**Tugas Latihan 1**
Tolong hitung baris catatan yang memuat kata "dark". Tuliskan angkanya saja.

**Cuplikan Halaman**
_ _ _ _
Kompas
Tayang pada
2 Juni 2025 pukul 00.00
Tantangan Keberlanjutan Batubara dan Ekonomi Pascatambang
Di tengah melimpahnya cadangan batubara, khususnya jenis kalori rendah, Indonesia dibayangi terus menurunnya permintaan ekspor sebagai dampak situasi global. Ancaman ketidakberlanjutan batubara bisa berdampak pada aspek sosial, ekonomi, bahkan lingkungan. Pengendalian produksi batubara dinilai krusial.
Beberapa tahun terakhir, produksi batubara Indonesia terus meningkat dan mencatatakan rekor, yakni 775,2 juta ton pada 2023 dan 836 juta ton pada 2024. Hal itu dipengaruhi relatif terjaganya harga batubara internasional serta meningkatnya permintaan ekspor, terutama dari China dan India.
Akan tetapi, sejak awal 2025, harga batubara menurun, bahkan sempat di bawah 100 dollar AS per ton. Hal itu dipengaruhi kebijakan China dan India yang memilih meningkatkan produksi dalam negeri ketimbang mengimpor. Sementara lebih dari 60 persen batubara Indonesia mengandalkan pasar ekspor.
Sementara itu, berdasarkan Laporan Kinerja Direktorat Jenderal Mineral dan Batubara Kementerian Energi dan Sumber Daya Mineral (ESDM) 2024, umur cadangan batubara Indonesia menurun. Dari 71,47 tahun pada 2020 menjadi 43,93 tahun pada 2024. Hal itu akibat peningkatan laju produksi yang tidak diimbangi penambahan cadangan baru.
Namun, Ketua Indonesia Mining & Energy Forum (IMEF) Singgih Widagdo mengkritisi penghitungan itu. Menurut dia, penghitungan umur cadangan batubara mesti diklasifikasikan berdasarkan kualitas atau tingkat kalorinya, yakni rendah, menengah, dan tinggi. Dengan demikian, pemetaan lebih rinci terkait dengan kebutuhan batubara domestik dan ekspor.
”Kita tidak bisa mengatakan (usia batubara) 43,9 tahun. Berbahaya jika terjebak dengan itu. (Dikhawatirkan) nanti demand domestik tidak ketemu dan ekspor pun tidak bisa. Pengendalian (produksi) itu harus,” ujar Singgih pada diskusi kelompok terarah terkait batubara yang digelar Investor Trust, di Jakarta, Rabu (28/5/2025).
Menurut data Direktorat Jenderal Mineral dan Batubara Kementerian ESDM, cadangan batubara Indonesia sekitar 31,7 miliar ton dengan kalori 4.000 kcal per kilogram GAR dominan dengan 73 persen. Sementara 6.000 kcal per kg GAR tersisa 5 persen, kalori 5.000 kcal per kg GAR tersisa 8 persen, dan sisanya 3.000 kcal per kg GAR, serta kualitas lain.
_ _ _ _
**Daftar Catatan**
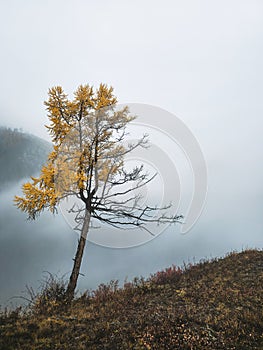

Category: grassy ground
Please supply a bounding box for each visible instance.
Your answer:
[0,250,263,350]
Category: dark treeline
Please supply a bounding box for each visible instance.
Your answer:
[0,127,51,188]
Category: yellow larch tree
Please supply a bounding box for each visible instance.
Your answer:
[15,84,184,301]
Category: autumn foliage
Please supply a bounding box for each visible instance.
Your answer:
[0,250,263,350]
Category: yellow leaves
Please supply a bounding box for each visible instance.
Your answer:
[15,84,134,218]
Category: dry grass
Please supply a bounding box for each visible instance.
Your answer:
[0,250,263,350]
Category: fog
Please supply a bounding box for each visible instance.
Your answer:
[0,0,263,303]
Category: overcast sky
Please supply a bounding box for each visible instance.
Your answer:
[0,0,263,304]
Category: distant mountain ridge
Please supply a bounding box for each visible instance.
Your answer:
[0,127,51,189]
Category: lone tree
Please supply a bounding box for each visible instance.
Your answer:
[15,84,184,301]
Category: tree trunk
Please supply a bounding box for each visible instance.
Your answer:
[66,209,90,302]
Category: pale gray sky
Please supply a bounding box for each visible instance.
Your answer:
[0,0,263,304]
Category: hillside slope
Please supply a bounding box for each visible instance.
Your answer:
[0,250,263,350]
[0,127,51,189]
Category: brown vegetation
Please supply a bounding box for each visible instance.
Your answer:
[0,250,263,350]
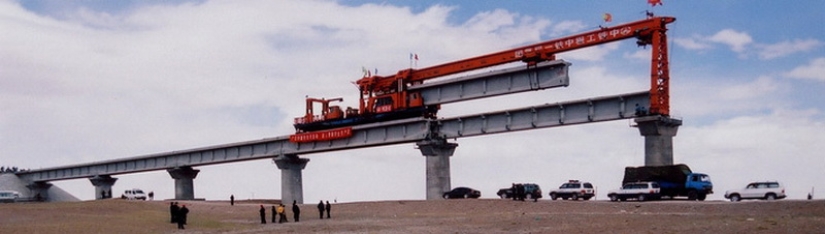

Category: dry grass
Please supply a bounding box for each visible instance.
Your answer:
[0,199,825,233]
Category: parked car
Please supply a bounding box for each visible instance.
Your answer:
[0,190,20,202]
[550,180,596,201]
[120,189,146,201]
[496,183,541,201]
[607,182,662,201]
[443,187,481,199]
[725,181,785,202]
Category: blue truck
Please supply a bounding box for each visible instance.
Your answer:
[622,164,713,201]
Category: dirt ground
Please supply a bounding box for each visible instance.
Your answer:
[0,199,825,233]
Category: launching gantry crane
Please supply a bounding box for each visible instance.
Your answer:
[290,17,676,142]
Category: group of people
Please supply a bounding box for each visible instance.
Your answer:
[258,201,332,224]
[169,202,189,229]
[318,201,332,219]
[258,201,301,224]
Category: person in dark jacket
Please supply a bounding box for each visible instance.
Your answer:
[292,200,301,223]
[169,202,179,223]
[258,205,266,224]
[325,201,332,218]
[272,206,278,223]
[176,205,189,229]
[318,201,324,219]
[278,204,289,223]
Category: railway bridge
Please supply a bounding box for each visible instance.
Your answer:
[16,60,681,203]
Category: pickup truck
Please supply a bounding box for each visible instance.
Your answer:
[622,164,713,201]
[607,182,662,201]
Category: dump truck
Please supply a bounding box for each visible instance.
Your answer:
[622,164,713,201]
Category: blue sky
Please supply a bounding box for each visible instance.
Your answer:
[0,0,825,201]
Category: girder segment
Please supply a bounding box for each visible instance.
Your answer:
[438,91,650,138]
[409,60,570,105]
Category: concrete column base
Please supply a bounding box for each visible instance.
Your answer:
[416,141,458,200]
[89,175,117,200]
[166,166,200,200]
[272,155,309,204]
[634,115,682,166]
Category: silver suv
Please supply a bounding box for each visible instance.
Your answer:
[725,181,785,202]
[550,180,596,201]
[607,182,662,201]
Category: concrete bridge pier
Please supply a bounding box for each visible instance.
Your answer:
[26,181,52,201]
[634,115,682,166]
[416,140,458,200]
[89,175,117,200]
[166,166,201,200]
[272,154,309,205]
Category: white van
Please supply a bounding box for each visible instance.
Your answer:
[0,190,20,202]
[120,189,146,201]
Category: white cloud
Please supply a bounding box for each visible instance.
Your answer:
[785,58,825,81]
[757,39,822,59]
[0,1,825,201]
[708,29,753,52]
[673,37,711,50]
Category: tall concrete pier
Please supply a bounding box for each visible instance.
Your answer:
[166,166,200,200]
[273,155,309,204]
[416,140,458,200]
[89,175,117,200]
[634,115,682,166]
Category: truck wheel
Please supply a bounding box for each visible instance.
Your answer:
[688,190,699,201]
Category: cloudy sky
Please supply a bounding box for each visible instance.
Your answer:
[0,0,825,203]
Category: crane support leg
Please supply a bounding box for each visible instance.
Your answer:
[272,154,309,204]
[166,166,201,200]
[634,115,682,166]
[650,27,670,116]
[416,140,458,200]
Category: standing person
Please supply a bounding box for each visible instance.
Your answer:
[272,205,278,223]
[318,201,324,219]
[326,200,332,218]
[258,205,266,224]
[278,203,289,223]
[177,205,189,229]
[169,202,179,223]
[292,200,301,223]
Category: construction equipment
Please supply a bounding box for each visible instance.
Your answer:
[294,16,676,142]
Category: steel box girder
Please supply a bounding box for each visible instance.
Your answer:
[409,60,570,105]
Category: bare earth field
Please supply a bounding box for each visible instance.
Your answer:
_ _ _ _
**Tugas Latihan 2**
Untuk setiap pernyataan di bawah, nyatakan ya atau tidak sesuai dengan cuplikan halaman di atas, lalu kutip kata-kata cuplikan yang menentukannya.
(a) Produksi batubara Indonesia pada 2024 mencapai 836 juta ton.
(b) Umur cadangan batubara Indonesia bertambah panjang dari 2020 ke 2024.
(c) Batubara berkalori 6.000 kcal per kg GAR merupakan bagian terbesar cadangan batubara Indonesia.

**Jawaban yang Diharapkan 1**
2

**Jawaban yang Diharapkan 2**
(a) Ya: "836 juta ton pada 2024".
(b) Tidak: "Dari 71,47 tahun pada 2020 menjadi 43,93 tahun pada 2024."
(c) Tidak: "6.000 kcal per kg GAR tersisa 5 persen".